Gather every line from the items below that contains the string "strike" and copy each one out. Case counts.

────────────────────

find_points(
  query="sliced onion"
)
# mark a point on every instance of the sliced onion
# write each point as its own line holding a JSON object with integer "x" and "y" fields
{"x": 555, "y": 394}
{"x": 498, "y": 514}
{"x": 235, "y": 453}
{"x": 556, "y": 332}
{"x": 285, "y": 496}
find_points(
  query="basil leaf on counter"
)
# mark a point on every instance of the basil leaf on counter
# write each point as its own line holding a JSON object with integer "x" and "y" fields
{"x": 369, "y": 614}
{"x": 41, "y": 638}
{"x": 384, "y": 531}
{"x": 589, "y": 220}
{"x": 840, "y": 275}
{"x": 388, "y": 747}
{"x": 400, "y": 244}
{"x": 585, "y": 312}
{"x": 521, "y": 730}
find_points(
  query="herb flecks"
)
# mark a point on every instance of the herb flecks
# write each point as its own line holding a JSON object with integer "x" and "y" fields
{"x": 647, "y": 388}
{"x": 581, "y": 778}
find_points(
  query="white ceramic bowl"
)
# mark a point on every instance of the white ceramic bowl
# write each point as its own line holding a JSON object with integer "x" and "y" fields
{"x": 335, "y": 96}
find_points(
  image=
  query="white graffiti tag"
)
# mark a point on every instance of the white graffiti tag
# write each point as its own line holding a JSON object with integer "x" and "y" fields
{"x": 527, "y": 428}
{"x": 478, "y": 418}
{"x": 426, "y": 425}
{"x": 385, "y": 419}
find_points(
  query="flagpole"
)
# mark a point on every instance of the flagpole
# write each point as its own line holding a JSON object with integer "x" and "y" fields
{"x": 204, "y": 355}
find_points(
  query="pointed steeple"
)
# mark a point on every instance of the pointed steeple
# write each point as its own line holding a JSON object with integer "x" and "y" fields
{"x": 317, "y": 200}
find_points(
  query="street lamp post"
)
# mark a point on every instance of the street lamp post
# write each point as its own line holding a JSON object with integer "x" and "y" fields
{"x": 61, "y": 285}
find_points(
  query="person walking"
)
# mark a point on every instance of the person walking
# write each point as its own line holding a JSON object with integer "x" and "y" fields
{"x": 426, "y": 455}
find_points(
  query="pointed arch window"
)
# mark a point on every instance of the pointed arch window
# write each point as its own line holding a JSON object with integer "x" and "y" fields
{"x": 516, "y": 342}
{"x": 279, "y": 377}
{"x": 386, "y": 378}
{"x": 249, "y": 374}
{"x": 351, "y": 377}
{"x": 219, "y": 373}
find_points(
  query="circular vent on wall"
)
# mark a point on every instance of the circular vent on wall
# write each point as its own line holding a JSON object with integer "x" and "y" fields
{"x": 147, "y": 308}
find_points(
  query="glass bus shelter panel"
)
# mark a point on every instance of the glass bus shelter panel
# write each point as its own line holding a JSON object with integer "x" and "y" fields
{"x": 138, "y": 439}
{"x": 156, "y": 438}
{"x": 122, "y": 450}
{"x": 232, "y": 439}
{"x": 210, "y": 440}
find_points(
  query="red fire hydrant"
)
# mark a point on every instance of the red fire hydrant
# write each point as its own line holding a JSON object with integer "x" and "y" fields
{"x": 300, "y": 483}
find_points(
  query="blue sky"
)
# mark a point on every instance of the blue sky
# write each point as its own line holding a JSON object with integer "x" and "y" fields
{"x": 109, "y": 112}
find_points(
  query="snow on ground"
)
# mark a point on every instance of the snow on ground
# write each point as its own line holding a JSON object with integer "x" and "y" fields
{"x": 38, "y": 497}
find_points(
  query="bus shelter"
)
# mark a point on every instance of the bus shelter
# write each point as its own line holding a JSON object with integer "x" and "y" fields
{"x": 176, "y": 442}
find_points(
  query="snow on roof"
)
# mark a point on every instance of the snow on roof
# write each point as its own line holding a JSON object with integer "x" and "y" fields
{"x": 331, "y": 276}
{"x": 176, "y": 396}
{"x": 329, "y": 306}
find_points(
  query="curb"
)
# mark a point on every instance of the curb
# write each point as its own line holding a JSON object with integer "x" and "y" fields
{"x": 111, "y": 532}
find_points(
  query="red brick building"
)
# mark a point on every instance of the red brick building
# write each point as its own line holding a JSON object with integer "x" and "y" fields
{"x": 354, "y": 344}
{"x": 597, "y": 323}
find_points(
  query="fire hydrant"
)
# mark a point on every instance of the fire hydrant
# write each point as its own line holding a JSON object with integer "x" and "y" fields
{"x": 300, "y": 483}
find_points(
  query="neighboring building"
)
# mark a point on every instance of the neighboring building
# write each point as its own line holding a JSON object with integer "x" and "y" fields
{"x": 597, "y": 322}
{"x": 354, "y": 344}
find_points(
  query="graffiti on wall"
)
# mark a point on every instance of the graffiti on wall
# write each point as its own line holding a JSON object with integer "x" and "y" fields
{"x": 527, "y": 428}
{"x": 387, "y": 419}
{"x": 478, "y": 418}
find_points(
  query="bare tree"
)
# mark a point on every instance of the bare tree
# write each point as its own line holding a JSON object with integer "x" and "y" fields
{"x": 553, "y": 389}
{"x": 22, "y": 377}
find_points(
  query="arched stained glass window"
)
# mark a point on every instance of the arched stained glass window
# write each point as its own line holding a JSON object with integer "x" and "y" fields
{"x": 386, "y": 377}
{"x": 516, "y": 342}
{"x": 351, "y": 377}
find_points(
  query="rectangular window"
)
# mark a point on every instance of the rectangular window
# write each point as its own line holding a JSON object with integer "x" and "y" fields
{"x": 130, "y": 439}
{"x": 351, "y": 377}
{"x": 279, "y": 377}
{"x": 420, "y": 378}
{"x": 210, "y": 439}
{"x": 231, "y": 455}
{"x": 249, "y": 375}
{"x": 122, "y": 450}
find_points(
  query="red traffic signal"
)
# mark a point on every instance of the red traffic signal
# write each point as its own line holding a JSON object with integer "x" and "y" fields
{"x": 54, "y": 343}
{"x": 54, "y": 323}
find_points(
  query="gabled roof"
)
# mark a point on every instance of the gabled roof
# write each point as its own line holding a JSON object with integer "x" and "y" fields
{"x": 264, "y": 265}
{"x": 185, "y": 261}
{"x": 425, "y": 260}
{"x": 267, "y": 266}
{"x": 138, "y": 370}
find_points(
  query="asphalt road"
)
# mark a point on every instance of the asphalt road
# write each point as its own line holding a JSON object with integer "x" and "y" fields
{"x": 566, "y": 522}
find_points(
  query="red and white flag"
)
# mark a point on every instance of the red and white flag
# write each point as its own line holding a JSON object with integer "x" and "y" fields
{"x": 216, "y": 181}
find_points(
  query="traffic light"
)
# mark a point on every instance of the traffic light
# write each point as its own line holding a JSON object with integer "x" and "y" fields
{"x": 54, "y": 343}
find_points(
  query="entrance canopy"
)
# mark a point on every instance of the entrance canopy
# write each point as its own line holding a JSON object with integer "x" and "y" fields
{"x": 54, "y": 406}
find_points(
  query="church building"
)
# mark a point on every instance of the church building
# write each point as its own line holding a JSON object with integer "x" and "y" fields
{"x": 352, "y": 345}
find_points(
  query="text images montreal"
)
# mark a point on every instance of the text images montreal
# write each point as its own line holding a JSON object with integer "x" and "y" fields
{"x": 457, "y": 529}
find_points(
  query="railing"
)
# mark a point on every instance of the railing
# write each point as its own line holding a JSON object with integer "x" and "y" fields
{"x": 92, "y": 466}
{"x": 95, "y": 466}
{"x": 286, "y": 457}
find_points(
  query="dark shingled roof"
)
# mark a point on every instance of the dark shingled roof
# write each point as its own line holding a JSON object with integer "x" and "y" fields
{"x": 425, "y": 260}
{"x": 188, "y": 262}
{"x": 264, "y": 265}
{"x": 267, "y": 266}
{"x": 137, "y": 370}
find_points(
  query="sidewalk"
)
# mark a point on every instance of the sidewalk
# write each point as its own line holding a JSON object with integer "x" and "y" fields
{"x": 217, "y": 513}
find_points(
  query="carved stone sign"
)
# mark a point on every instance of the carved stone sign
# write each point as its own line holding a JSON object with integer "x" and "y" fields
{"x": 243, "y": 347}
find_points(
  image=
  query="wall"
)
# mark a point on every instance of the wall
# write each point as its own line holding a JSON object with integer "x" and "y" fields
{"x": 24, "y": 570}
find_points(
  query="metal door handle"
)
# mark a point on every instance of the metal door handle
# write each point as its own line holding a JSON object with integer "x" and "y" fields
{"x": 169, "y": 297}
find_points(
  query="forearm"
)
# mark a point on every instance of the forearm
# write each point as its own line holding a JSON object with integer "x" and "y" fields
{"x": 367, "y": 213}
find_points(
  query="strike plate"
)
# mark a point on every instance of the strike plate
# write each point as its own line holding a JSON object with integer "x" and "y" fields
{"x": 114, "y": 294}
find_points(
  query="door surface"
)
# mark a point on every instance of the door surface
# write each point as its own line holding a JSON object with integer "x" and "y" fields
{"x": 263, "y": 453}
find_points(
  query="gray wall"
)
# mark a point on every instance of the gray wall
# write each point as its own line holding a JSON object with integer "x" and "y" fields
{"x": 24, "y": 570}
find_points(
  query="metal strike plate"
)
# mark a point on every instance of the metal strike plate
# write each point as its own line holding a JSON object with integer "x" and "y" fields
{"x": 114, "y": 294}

────────────────────

### SOLUTION FOR THIS TASK:
  query="strike plate"
# mark a point on every instance of the strike plate
  query="metal strike plate"
# mark a point on every instance of the metal strike plate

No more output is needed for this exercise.